- _Stated task_
Convert every line of the listing below into a JSON list of strings, one string per line, skipping blank lines. Leave the pictures out of your answer.

-.-.-

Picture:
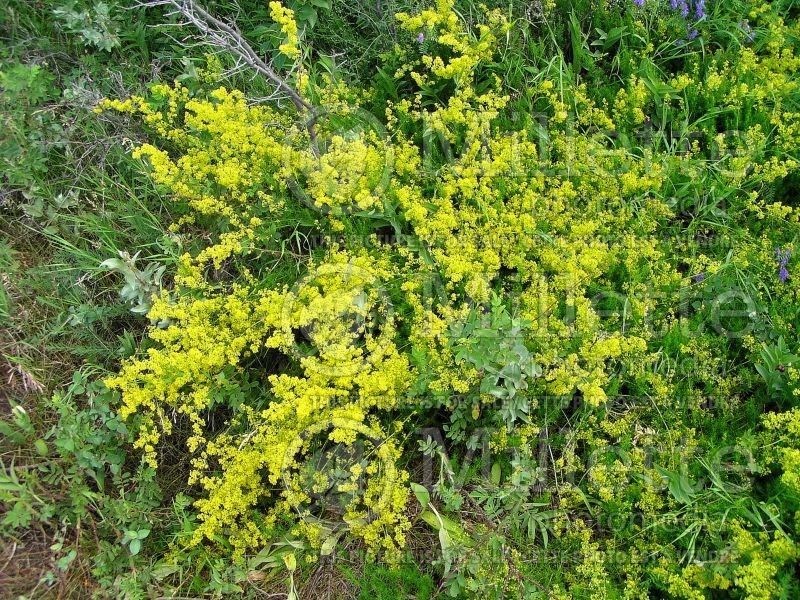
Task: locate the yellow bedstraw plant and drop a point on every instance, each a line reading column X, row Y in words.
column 553, row 225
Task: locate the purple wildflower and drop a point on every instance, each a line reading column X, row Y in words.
column 782, row 256
column 700, row 9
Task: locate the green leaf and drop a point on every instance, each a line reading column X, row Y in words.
column 496, row 473
column 135, row 546
column 422, row 494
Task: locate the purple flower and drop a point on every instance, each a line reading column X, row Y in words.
column 782, row 256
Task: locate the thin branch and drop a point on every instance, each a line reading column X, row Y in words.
column 227, row 36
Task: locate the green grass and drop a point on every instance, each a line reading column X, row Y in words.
column 72, row 487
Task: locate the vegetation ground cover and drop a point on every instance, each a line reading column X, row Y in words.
column 410, row 299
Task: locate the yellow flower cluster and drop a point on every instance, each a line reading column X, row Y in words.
column 285, row 18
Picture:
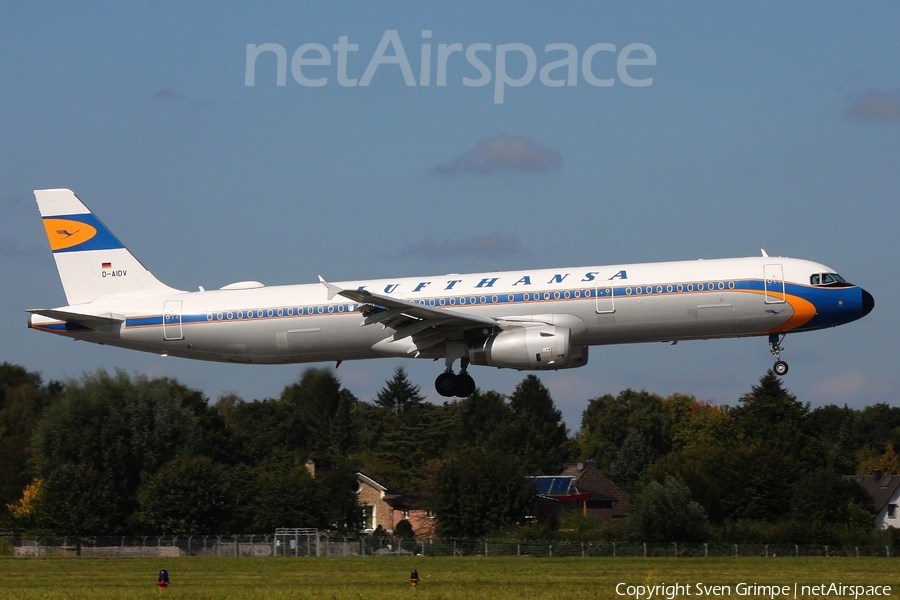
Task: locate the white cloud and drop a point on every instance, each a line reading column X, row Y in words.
column 853, row 388
column 503, row 153
column 491, row 245
column 874, row 105
column 168, row 95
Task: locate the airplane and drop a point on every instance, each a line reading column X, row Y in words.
column 538, row 319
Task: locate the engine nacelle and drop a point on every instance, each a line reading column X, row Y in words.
column 530, row 348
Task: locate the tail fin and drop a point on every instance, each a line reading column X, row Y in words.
column 91, row 261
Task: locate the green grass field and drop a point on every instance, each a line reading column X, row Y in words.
column 500, row 578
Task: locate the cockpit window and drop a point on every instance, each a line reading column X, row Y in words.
column 828, row 280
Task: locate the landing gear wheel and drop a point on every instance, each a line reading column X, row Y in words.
column 445, row 384
column 465, row 386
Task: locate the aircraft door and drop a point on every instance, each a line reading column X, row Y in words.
column 172, row 321
column 606, row 300
column 773, row 280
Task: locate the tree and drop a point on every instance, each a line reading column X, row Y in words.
column 821, row 498
column 115, row 432
column 477, row 492
column 399, row 395
column 631, row 460
column 316, row 415
column 607, row 420
column 537, row 432
column 23, row 397
column 286, row 495
column 665, row 512
column 189, row 495
column 75, row 500
column 478, row 421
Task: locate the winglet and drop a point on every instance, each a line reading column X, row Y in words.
column 333, row 290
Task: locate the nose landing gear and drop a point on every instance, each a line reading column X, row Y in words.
column 780, row 367
column 449, row 384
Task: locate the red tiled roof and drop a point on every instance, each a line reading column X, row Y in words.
column 589, row 479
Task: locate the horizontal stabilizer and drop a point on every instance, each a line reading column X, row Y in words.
column 91, row 321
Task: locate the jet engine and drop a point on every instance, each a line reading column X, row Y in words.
column 534, row 348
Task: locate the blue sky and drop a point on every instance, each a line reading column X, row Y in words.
column 766, row 126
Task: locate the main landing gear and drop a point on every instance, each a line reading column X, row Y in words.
column 780, row 366
column 449, row 384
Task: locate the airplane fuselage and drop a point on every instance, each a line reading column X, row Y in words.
column 618, row 304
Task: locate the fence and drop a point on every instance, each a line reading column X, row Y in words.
column 311, row 543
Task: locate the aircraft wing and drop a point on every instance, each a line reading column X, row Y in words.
column 417, row 326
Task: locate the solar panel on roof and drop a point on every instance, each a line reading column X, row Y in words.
column 552, row 485
column 560, row 485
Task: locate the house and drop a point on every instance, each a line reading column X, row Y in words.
column 579, row 487
column 608, row 501
column 385, row 508
column 556, row 495
column 884, row 491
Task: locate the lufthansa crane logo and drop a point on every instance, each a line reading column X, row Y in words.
column 66, row 233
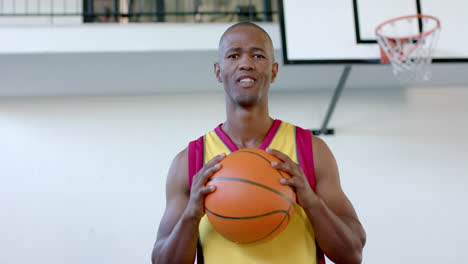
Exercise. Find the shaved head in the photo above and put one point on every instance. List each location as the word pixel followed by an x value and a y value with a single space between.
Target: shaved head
pixel 246 24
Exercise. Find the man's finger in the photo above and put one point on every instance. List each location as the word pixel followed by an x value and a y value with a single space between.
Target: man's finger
pixel 207 189
pixel 282 166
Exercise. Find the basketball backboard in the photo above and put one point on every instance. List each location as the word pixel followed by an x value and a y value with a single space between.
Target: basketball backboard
pixel 343 31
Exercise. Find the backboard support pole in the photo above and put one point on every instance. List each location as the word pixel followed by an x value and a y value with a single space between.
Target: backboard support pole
pixel 331 107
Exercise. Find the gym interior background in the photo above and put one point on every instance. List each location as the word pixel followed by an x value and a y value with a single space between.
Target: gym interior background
pixel 97 97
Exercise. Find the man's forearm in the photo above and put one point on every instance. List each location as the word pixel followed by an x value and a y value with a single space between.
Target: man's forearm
pixel 180 246
pixel 340 238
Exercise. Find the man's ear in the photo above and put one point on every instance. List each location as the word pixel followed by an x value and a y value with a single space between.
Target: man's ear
pixel 274 71
pixel 217 72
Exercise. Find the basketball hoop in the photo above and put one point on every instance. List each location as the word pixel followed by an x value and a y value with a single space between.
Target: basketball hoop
pixel 407 43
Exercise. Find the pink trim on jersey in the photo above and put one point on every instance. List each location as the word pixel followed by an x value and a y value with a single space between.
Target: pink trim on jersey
pixel 305 154
pixel 271 134
pixel 196 154
pixel 266 142
pixel 225 138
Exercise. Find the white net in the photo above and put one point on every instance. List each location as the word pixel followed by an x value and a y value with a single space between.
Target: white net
pixel 407 43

-.-.-

- _Finished answer_
[
  "Picture:",
  "Task: locate the yellow bedstraw plant and drop a point on every instance, each a line reading column X, row Y in words.",
  "column 553, row 225",
  "Task: locate the purple wildflower and drop a point on every instance, each a line reading column X, row Y in words.",
  "column 782, row 256",
  "column 700, row 9",
  "Task: locate the green leaf and drop a point on every instance, each a line reading column X, row Y in words.",
  "column 496, row 473",
  "column 135, row 546",
  "column 422, row 494",
  "Task: locate the purple flower and drop a point on every instance, each a line reading column X, row Y in words.",
  "column 782, row 256",
  "Task: locate the thin branch and drop a point on every instance, each a line reading column X, row Y in words.",
  "column 227, row 36",
  "Task: locate the green grass and drop a point on every instance, each a line reading column X, row Y in words.",
  "column 72, row 487",
  "Task: locate the vegetation ground cover and drop a point on every instance, each a line reading column X, row Y in words.",
  "column 410, row 299",
  "Task: locate the yellow flower cluster and drop a point on every instance, each a line reading column X, row Y in words.",
  "column 285, row 18",
  "Picture:",
  "Task: locate the white cloud and drop a point on every instance, each a line reading column X, row Y in words.",
  "column 853, row 388",
  "column 503, row 153",
  "column 491, row 245",
  "column 874, row 105",
  "column 168, row 95",
  "Task: locate the airplane and drop a point on every instance, each a line reading column X, row Y in words.",
  "column 538, row 319",
  "Task: locate the engine nacelle and drop a point on every instance, each a line reading column X, row Y in words.",
  "column 530, row 348",
  "Task: locate the tail fin and drop a point on every instance, each a line reading column X, row Y in words.",
  "column 91, row 261",
  "Task: locate the green grass field and drop a point on every instance, each a line reading column X, row Y in words.",
  "column 500, row 578",
  "Task: locate the cockpit window and drop a point on every instance, each a line reading column X, row Y in words.",
  "column 828, row 280",
  "Task: locate the landing gear wheel and drop a point on every instance, each a line reading column X, row Y in words.",
  "column 445, row 384",
  "column 465, row 386",
  "Task: locate the aircraft door and drop a point on every instance, each a line reading column X, row Y in words.",
  "column 172, row 321",
  "column 606, row 300",
  "column 773, row 280",
  "Task: locate the tree and drop a point on every instance, each a line reading column X, row Y in words.",
  "column 821, row 498",
  "column 115, row 432",
  "column 477, row 492",
  "column 399, row 395",
  "column 631, row 460",
  "column 316, row 415",
  "column 607, row 420",
  "column 537, row 432",
  "column 23, row 397",
  "column 286, row 495",
  "column 665, row 512",
  "column 189, row 495",
  "column 75, row 500",
  "column 478, row 421",
  "Task: locate the winglet and drop a point on every instance, each a line reading column X, row Y in words.",
  "column 333, row 290",
  "Task: locate the nose landing gear and drop a point on every instance, each a line reading column X, row Y in words.",
  "column 780, row 367",
  "column 449, row 384",
  "Task: locate the red tiled roof and drop a point on every instance, each a line reading column X, row Y in words.",
  "column 589, row 479",
  "Task: locate the horizontal stabilizer and drop a point on every instance, each a line reading column X, row Y in words.",
  "column 91, row 321",
  "Task: locate the jet engine and drop a point on every instance, each a line reading column X, row Y in words.",
  "column 534, row 348",
  "Task: locate the blue sky and drop a point on every instance, each a line reading column X, row Y in words.",
  "column 766, row 126",
  "Task: locate the main landing gear and drop a point on every instance, each a line reading column X, row Y in words.",
  "column 780, row 366",
  "column 449, row 384",
  "Task: locate the airplane fuselage and drop a point on every instance, each a line reading column X, row Y in words.",
  "column 618, row 304",
  "Task: locate the fence and drop a point on every instance, each a line reading column X, row Y in words.",
  "column 311, row 543",
  "Task: locate the aircraft wing and drop a point on every instance, each a line reading column X, row Y in words.",
  "column 417, row 326",
  "Task: locate the solar panel on roof and drop a point on every instance, each a line reading column X, row Y in words.",
  "column 552, row 485",
  "column 560, row 485",
  "Task: locate the house and drop a point on every instance, each a line reading column X, row Y in words.",
  "column 579, row 487",
  "column 608, row 501",
  "column 385, row 508",
  "column 556, row 495",
  "column 884, row 491",
  "Task: locate the lufthansa crane logo and drop a point on every instance, each a line reading column X, row Y in words.",
  "column 66, row 233",
  "Exercise. Find the shaved head in the photo above and put one point on every instance. List each location as the word pixel followed by an x value and a y value with a single space between.",
  "Target: shaved head",
  "pixel 246 24",
  "Exercise. Find the man's finger in the photo above and put one point on every instance. List each location as the word pixel followed by an x value and a y value with a single space between.",
  "Target: man's finger",
  "pixel 207 189",
  "pixel 282 166",
  "Exercise. Find the basketball backboard in the photo above and put one point on every instance. List each location as the word pixel followed by an x value and a y value with a single space between.",
  "Target: basketball backboard",
  "pixel 343 31",
  "Exercise. Find the backboard support pole in the photo above and put one point on every instance. List each location as the word pixel followed by an x value and a y value with a single space between.",
  "Target: backboard support pole",
  "pixel 331 107",
  "Exercise. Find the gym interior background in the photo above and put one point on every instance. List each location as the word pixel followed by an x value and a y value with a single space between.",
  "Target: gym interior background",
  "pixel 97 97",
  "Exercise. Find the man's forearm in the photo above and put one point on every instance. List each location as the word pixel followed by an x value and a y value with a single space between.",
  "Target: man's forearm",
  "pixel 180 246",
  "pixel 340 238",
  "Exercise. Find the man's ear in the photo above and put one point on every instance. List each location as the word pixel followed by an x value and a y value with a single space between.",
  "Target: man's ear",
  "pixel 274 71",
  "pixel 217 72",
  "Exercise. Find the basketball hoop in the photo above and put one point on every instance. List each location as the word pixel followed by an x value and a y value with a single space between.",
  "Target: basketball hoop",
  "pixel 407 43",
  "Exercise. Find the pink trim on jersey in the photo above and put one point on every instance. List each location as the word pixel followed by an x value and a y value with a single space between.",
  "Target: pink trim on jersey",
  "pixel 305 154",
  "pixel 271 134",
  "pixel 196 154",
  "pixel 266 142",
  "pixel 225 138",
  "Exercise. Find the white net in the photo above and put one point on every instance. List each location as the word pixel followed by an x value and a y value with a single space between.",
  "Target: white net",
  "pixel 407 43"
]